* START Dataset rows *
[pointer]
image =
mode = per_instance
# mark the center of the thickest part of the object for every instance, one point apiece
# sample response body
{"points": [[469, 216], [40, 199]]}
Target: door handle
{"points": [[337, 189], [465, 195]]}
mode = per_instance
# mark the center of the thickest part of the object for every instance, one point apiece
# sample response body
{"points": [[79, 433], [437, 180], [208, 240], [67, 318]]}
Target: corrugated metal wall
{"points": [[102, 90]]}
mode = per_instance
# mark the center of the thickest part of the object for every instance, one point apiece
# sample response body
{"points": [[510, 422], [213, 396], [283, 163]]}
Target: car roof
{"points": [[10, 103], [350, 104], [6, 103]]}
* END Dataset rows *
* START Dataset rows *
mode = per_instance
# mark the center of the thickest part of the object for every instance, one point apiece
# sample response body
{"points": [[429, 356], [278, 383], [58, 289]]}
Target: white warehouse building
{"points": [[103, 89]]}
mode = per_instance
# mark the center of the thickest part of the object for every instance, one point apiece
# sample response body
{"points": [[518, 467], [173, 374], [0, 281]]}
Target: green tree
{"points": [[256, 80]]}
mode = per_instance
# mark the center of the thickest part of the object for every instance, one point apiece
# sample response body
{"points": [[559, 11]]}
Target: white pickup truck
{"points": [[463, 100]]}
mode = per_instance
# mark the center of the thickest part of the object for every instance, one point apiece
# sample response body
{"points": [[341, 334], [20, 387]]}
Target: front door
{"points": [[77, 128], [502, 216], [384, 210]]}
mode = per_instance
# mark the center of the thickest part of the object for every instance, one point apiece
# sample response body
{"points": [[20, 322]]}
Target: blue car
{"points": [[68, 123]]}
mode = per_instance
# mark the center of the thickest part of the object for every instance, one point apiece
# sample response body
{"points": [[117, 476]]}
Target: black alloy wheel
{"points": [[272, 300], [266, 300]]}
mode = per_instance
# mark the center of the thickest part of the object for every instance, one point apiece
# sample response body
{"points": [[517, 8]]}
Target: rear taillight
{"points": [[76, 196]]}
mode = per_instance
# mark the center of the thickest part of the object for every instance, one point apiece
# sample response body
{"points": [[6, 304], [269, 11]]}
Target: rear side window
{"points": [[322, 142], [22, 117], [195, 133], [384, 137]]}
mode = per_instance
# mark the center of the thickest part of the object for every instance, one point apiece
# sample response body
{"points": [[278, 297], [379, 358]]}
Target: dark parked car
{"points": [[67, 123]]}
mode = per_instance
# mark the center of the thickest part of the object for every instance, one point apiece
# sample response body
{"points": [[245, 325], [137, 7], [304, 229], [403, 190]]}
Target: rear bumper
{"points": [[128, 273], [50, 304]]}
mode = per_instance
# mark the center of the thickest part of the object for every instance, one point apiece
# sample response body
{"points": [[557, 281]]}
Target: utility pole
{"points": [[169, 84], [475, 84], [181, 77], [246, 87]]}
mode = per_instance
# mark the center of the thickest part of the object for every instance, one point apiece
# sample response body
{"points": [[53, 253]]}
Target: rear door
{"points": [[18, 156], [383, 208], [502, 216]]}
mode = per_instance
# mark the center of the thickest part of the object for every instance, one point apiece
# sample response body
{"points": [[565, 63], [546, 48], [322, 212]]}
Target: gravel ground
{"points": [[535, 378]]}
* END Dataset rows *
Short problem →
Please pull out every line in the listing above that contains the word "door".

Written reply →
Target: door handle
Target: front door
Target: rear door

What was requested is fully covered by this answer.